* [Source extract]
AmTrust Financial Services, Inc., is a New York City-based multinational property and casualty insurance company, offering workers’ compensation, general liability, business owners policies (BOP), cyber liability, employment practices liability (EPLI) and more. Operating through its subsidiaries, its operations are divided into three segments: small commercial business insurance, specialty risk and Extended Warranty insurance, and Specialty Middle-Market Property and Casualty insurance. The company's main regions of operations are North America, United Kingdom, and mainland Europe. AmTrust is rated “A-” (Excellent) by AM Best Company. Barry Zyskind is the chairman and CEO.

History

AmTrust Financial Services was founded by brothers George Karfunkel and Michael Karfunkel in 1998.

In 2005, Ronald E. (Ron) Pipoly was appointed as CFO.

AmTrust began trading on the NASDAQ Global Select Market on November 13, 2006.

In 2016, Barry Zyskind, Michael Karfunkel's son-in-law, was appointed as chairman in addition to existing roles as chief executive officer, president and chairman of the Amtrust executive committee. Zyskind was listed by Forbes as the best performing CEO in the insurance industry in December 2014.

In 2017, Adam Karkowsky was appointed as CFO.

In November 2018, AmTrust completed a go-private transaction, merging with Evergreen Parent, L.P., an entity formed with private equity funds managed by Stone Point Capital LLC, together with the Karfunkel-Zyskind family.

In January 2019, AmTrust voluntarily delisted and deregistered all series of preferred stock and subordinated notes. Adam Karkowsky became president of AmTrust in December 2019.

In January 2019, AmTrust Financial Services, Inc. entered into a quota share agreement with Swiss Reinsurance America Corp (“Swiss Re”) for 2019 covering U.S. small commercial business totaling approximately $2.9 billion in projected written premiums, with Swiss Re projected to assume approximately $1.05 billion on an inforce, new and renewal basis.

* [Data section]
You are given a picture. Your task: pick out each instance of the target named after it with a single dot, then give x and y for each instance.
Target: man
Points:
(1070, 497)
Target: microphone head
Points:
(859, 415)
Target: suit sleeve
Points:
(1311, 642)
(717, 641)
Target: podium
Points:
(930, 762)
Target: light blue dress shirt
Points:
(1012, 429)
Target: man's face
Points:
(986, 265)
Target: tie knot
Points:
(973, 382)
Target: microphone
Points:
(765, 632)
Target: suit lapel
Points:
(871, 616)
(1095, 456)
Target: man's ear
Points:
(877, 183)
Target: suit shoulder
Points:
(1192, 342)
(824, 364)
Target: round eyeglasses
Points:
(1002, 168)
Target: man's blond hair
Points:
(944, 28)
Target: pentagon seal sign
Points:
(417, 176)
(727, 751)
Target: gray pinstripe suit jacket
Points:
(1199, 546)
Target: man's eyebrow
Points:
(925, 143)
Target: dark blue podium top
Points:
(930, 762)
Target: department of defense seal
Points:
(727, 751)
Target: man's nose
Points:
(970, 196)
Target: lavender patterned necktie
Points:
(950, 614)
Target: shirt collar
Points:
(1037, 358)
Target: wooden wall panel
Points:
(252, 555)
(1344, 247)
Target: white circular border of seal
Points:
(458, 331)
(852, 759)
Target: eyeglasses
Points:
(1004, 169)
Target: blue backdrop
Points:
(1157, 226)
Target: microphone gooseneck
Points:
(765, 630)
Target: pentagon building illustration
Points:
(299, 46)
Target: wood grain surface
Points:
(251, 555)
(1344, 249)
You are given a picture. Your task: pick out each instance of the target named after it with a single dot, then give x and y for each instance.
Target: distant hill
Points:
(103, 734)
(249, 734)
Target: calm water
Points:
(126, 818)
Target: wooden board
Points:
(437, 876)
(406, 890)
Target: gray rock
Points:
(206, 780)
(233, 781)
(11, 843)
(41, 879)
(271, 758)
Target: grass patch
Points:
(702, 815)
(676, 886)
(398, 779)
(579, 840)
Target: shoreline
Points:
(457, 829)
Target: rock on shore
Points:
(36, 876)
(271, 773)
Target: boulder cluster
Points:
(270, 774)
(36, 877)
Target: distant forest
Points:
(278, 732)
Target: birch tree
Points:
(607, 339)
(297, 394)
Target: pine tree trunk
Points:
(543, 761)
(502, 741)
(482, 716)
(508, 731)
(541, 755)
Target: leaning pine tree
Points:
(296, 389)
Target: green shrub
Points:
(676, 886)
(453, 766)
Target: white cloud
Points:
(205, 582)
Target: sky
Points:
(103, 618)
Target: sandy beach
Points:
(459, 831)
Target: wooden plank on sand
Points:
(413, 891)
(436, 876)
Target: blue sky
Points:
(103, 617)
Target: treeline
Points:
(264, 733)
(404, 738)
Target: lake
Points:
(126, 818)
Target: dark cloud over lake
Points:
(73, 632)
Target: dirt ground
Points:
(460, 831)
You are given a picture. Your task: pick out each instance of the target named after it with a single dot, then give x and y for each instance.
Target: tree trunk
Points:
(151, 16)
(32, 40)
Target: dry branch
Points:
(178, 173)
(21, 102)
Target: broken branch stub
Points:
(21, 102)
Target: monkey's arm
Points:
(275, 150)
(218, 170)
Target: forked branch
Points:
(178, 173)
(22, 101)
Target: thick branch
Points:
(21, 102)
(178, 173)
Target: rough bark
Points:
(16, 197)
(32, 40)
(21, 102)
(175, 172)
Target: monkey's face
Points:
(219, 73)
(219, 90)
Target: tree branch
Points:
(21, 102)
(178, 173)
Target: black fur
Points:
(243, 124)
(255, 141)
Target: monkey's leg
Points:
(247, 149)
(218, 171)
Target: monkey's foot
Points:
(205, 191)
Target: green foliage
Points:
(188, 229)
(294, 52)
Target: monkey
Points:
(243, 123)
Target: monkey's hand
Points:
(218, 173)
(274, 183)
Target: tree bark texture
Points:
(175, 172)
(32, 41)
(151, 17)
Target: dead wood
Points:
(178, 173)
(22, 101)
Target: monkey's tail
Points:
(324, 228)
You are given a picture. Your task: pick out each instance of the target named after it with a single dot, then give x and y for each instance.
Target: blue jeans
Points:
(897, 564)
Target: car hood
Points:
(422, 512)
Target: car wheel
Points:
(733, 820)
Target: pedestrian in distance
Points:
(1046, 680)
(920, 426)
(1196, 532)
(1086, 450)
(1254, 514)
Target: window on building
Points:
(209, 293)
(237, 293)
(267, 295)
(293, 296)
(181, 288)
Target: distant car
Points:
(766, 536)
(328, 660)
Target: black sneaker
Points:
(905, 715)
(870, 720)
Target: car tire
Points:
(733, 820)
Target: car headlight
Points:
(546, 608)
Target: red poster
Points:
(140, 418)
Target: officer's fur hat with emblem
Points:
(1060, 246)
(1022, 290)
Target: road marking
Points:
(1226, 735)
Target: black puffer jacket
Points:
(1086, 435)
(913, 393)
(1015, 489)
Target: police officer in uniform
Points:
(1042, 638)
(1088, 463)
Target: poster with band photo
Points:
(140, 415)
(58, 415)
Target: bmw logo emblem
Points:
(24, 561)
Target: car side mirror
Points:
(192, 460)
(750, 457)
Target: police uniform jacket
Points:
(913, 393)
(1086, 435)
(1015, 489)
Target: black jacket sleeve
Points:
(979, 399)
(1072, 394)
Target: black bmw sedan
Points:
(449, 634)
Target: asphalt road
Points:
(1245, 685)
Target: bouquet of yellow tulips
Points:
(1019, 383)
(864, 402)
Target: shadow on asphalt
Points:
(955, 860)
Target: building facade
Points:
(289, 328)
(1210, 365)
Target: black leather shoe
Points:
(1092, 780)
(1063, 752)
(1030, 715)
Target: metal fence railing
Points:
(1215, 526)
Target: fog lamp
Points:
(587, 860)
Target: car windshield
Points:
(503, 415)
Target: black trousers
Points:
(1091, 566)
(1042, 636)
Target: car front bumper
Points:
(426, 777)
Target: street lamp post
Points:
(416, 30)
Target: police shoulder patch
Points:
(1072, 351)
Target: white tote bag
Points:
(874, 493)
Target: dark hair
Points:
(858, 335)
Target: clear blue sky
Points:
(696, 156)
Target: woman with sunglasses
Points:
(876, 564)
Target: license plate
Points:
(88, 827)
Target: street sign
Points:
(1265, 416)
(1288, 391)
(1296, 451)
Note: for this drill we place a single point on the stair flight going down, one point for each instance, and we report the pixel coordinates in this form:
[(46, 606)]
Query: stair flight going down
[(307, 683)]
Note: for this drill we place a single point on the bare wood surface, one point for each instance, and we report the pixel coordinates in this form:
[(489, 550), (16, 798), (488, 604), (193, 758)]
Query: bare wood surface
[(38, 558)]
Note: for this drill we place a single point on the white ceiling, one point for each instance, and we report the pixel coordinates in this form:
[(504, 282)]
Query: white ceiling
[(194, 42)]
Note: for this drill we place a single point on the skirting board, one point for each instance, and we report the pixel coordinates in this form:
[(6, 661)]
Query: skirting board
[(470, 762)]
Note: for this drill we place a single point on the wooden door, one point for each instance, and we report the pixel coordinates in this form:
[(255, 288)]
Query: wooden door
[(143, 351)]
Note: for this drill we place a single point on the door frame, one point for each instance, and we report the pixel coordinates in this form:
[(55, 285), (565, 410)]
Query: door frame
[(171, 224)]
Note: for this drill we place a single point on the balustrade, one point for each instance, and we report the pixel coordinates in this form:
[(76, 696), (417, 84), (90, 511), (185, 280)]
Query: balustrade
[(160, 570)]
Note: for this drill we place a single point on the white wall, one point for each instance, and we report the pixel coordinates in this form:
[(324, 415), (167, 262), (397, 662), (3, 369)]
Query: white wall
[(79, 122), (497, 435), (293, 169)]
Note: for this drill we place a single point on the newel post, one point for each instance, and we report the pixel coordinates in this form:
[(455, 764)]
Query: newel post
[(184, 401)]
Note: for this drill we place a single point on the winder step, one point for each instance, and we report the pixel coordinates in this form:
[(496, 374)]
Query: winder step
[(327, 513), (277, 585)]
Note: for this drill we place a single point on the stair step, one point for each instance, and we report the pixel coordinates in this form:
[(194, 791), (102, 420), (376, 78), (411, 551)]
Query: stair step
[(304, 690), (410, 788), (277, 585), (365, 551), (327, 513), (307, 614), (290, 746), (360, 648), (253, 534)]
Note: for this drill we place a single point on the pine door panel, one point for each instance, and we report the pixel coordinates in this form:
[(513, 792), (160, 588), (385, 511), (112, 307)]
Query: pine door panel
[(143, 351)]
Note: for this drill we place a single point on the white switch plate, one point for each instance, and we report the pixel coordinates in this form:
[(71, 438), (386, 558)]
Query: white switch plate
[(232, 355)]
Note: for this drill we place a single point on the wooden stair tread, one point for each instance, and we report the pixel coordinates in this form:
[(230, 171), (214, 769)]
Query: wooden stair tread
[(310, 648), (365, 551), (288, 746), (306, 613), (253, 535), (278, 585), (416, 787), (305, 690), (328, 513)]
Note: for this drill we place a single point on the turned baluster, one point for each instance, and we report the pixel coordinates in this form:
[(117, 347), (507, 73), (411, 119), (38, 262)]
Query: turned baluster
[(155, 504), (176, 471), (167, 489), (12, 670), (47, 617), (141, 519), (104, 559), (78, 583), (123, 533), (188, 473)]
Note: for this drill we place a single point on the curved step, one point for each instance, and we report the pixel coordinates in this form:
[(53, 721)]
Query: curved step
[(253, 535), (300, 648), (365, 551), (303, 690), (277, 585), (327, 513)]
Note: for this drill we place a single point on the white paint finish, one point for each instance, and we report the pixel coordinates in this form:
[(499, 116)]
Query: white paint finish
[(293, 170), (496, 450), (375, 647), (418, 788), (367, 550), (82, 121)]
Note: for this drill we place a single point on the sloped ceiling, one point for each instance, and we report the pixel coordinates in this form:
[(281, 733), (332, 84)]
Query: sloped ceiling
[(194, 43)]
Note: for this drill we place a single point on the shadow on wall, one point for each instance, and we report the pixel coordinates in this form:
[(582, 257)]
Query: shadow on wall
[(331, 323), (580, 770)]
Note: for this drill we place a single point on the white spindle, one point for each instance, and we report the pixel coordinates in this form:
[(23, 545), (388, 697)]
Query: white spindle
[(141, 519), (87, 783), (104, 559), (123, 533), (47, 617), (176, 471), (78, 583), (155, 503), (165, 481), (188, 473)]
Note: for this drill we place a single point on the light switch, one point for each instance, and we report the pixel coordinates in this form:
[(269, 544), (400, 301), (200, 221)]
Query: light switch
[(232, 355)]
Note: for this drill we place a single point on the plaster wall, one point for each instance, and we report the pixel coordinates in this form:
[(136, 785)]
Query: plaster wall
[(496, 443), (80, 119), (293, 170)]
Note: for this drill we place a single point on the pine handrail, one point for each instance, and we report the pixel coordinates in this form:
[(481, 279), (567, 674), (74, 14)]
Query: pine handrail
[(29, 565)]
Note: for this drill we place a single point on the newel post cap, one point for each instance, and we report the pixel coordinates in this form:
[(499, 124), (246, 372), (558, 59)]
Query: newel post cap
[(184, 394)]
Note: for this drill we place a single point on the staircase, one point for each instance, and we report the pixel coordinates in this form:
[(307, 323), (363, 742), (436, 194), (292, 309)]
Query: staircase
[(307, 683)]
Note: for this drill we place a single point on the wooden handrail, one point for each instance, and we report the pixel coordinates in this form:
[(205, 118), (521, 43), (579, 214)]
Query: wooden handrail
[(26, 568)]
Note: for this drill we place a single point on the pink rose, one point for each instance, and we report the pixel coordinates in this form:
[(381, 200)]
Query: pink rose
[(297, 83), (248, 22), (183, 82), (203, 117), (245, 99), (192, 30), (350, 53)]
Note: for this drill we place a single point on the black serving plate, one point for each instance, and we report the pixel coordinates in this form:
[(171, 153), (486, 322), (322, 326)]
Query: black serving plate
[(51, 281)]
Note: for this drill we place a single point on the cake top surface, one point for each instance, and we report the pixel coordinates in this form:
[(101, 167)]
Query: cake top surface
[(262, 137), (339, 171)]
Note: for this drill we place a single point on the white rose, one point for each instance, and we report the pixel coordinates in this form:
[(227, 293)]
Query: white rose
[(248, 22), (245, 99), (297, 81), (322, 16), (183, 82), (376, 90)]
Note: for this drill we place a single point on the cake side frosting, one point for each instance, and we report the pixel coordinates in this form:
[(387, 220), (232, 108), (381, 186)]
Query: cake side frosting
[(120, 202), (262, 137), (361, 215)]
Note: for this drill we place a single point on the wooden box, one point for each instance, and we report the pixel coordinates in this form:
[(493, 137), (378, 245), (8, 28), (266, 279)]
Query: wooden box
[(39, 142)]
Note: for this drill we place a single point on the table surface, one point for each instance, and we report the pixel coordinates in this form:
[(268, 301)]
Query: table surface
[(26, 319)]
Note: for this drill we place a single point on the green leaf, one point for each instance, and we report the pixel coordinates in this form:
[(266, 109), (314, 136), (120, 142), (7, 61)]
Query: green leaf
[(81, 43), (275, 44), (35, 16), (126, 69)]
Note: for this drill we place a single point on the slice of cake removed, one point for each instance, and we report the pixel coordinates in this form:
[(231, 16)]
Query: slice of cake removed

* [Task details] Could you copy word for word everything in the AmTrust profile from "In January 2019, AmTrust voluntarily" down to "in December 2019."?

* [Result of this exercise]
In January 2019, AmTrust voluntarily delisted and deregistered all series of preferred stock and subordinated notes. Adam Karkowsky became president of AmTrust in December 2019.